Data for review START
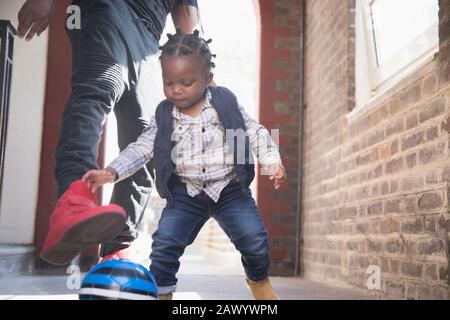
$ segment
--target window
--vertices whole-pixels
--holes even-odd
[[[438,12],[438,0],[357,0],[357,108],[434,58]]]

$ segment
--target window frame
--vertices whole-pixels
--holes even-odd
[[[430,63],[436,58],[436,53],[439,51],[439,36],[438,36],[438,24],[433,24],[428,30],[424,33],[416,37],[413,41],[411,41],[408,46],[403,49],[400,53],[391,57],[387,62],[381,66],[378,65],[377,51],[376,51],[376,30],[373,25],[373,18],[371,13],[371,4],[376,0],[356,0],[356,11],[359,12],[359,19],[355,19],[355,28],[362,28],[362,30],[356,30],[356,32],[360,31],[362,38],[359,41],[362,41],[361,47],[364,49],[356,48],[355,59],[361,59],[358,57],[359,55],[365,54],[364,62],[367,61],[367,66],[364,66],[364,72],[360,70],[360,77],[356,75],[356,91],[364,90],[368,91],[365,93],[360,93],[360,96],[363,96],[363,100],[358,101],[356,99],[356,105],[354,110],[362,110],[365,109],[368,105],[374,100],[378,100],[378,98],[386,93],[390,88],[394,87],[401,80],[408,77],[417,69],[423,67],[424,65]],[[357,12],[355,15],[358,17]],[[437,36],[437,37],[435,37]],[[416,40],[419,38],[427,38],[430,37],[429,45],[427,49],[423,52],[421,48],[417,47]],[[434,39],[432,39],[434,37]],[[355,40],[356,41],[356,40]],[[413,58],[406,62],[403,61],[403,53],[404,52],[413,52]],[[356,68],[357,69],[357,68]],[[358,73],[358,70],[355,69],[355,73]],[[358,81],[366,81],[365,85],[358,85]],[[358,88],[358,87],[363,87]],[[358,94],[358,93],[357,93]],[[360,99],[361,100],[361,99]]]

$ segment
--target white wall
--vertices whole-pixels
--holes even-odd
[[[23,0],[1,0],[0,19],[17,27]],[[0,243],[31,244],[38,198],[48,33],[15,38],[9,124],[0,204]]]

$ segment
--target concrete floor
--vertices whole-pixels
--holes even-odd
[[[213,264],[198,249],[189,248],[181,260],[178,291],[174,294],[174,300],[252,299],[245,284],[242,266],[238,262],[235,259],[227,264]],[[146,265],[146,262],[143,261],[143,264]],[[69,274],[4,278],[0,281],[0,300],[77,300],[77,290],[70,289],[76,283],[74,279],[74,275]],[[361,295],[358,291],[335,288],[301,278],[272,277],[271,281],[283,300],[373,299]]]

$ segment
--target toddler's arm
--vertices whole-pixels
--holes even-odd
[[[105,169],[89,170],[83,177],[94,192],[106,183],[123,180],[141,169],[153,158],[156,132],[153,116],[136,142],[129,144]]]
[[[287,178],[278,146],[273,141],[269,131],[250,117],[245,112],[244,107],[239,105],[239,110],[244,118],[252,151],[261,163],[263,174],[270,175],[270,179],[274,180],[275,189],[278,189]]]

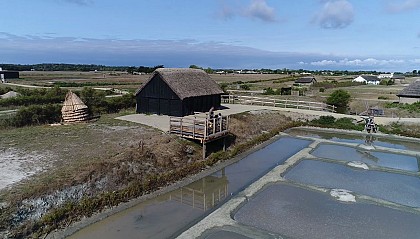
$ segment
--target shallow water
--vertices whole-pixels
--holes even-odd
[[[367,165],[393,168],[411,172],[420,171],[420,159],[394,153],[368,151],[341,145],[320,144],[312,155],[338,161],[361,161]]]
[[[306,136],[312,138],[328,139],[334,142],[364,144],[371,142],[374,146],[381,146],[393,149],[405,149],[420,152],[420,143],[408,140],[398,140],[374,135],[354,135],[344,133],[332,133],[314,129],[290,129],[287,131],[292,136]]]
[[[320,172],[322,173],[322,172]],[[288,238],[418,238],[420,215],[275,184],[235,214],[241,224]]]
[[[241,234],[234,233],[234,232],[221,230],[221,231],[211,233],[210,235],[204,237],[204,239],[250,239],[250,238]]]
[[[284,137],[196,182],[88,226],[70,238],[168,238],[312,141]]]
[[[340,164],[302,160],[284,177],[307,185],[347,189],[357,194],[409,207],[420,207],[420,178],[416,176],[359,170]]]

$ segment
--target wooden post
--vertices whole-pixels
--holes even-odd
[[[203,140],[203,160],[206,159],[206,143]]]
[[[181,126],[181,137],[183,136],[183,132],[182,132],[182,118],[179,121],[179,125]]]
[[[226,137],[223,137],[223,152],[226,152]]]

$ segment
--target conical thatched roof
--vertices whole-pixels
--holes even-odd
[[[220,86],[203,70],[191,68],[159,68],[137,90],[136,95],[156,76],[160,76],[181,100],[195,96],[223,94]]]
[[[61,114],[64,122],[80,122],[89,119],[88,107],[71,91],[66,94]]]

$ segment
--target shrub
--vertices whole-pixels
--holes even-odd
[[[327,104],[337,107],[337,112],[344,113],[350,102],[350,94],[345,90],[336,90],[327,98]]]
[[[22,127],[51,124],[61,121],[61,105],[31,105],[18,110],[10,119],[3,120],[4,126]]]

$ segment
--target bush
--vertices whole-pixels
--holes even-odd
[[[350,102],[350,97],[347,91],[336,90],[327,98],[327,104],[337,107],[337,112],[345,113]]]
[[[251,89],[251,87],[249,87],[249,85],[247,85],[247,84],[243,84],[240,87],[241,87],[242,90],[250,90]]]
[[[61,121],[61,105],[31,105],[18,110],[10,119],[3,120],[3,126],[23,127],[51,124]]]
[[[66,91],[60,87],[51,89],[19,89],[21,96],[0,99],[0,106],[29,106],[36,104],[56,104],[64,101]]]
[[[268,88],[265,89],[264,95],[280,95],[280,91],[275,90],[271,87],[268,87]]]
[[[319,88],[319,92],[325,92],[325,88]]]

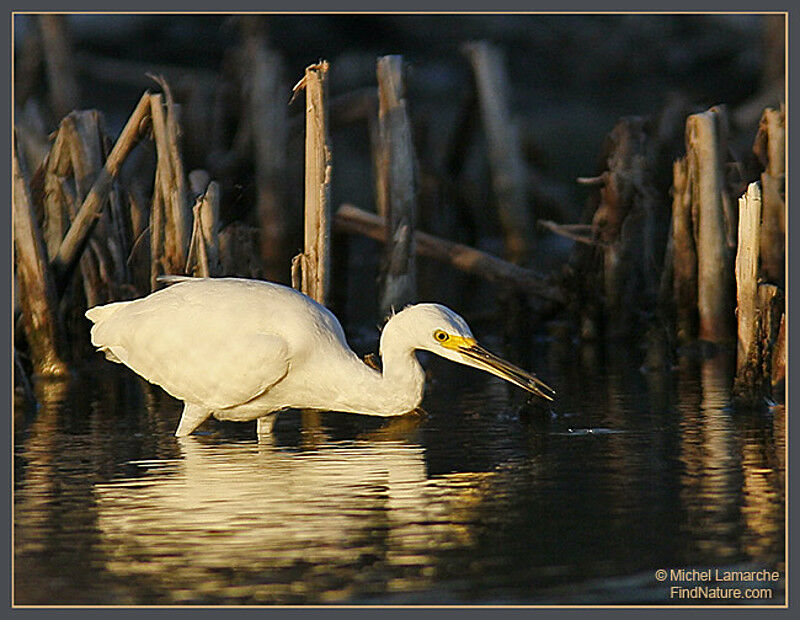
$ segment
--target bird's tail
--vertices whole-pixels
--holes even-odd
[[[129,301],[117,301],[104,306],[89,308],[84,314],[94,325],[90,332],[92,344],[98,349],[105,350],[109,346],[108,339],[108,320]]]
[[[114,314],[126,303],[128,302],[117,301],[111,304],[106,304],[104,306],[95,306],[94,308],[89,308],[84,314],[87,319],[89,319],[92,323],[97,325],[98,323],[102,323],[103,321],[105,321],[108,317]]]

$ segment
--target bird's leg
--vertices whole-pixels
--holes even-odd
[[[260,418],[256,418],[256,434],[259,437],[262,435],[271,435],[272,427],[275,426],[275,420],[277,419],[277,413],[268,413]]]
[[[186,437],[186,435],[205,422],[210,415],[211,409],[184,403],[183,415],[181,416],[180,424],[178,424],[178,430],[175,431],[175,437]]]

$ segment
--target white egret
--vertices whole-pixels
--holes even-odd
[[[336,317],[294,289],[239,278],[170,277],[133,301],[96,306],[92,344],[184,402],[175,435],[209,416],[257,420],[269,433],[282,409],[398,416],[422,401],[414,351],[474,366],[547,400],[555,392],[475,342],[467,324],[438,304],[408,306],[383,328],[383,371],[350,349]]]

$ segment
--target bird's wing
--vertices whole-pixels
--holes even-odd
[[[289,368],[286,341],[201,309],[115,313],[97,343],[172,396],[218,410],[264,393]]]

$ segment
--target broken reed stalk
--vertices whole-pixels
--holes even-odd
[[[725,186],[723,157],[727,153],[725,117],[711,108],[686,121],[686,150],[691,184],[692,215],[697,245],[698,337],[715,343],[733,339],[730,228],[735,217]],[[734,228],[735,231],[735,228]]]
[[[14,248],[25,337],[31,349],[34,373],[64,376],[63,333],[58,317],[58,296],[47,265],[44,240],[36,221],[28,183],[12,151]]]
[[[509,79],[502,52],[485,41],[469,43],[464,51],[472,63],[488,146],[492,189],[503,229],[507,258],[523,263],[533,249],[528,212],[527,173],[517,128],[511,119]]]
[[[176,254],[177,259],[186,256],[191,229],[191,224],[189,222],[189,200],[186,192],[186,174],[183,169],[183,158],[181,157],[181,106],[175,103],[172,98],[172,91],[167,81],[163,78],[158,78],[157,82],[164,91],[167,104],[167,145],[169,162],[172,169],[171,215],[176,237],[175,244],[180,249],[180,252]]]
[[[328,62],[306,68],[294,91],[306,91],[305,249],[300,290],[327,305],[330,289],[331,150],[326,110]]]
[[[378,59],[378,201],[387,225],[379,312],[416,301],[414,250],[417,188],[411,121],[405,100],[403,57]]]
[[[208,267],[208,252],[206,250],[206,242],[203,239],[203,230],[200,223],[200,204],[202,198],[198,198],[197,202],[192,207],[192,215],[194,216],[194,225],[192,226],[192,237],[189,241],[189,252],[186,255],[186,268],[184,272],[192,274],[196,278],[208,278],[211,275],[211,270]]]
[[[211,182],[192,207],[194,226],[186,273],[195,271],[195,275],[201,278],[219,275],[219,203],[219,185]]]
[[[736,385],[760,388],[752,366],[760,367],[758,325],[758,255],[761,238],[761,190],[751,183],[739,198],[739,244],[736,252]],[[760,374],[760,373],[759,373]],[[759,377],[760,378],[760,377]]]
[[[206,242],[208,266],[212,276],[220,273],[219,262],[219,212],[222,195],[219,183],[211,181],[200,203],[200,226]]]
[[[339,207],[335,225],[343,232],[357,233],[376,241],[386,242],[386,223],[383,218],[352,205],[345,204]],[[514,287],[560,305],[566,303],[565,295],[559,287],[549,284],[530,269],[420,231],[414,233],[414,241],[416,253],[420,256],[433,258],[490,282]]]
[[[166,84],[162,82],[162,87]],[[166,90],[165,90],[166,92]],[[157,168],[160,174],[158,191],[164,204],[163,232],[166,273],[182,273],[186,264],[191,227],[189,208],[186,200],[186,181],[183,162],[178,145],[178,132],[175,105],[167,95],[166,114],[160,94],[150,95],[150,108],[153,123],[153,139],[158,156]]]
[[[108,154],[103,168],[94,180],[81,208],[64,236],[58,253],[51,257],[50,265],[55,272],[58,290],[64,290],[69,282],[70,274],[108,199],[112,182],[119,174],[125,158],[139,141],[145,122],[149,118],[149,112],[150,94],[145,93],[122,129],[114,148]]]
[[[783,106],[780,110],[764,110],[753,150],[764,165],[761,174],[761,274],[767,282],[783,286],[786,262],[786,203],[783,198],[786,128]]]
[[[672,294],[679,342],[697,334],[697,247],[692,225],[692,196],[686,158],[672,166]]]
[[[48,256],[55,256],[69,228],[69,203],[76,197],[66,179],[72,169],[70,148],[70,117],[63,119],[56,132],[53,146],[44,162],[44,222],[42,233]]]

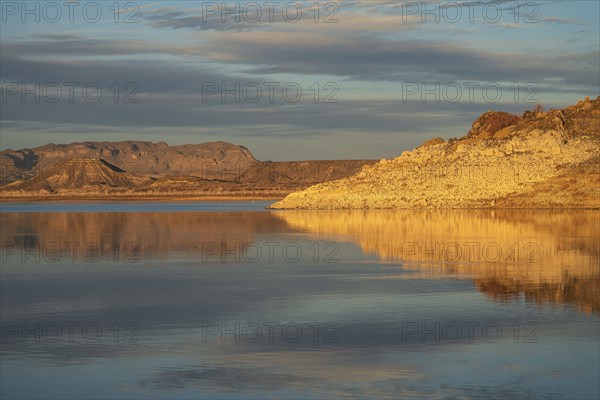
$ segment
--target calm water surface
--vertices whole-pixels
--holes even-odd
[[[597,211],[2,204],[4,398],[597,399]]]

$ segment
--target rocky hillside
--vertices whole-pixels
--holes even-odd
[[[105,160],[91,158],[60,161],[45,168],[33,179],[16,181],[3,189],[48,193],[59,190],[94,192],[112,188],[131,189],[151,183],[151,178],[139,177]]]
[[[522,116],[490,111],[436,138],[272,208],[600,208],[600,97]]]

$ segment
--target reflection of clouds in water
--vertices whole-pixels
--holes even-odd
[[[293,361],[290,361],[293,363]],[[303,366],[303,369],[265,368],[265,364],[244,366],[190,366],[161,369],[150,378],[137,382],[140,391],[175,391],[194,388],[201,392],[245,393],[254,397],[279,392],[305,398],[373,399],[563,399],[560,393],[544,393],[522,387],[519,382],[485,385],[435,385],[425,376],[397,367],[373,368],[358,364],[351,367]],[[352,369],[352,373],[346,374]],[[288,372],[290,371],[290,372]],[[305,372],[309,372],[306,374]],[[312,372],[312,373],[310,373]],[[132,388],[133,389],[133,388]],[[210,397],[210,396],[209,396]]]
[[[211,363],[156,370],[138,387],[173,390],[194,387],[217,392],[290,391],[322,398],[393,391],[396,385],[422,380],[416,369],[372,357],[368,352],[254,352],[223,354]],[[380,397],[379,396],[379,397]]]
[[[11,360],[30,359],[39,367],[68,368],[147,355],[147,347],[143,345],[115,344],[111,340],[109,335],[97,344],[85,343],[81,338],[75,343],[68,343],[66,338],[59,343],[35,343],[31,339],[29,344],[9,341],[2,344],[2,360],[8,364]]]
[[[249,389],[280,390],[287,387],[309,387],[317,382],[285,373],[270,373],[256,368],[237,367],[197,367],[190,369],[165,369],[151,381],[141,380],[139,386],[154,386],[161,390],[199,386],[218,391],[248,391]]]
Data for review END
What this task involves: In the records above, find each line that mentions the word "white", and copy it.

Answer box:
--target white wall
--target white egret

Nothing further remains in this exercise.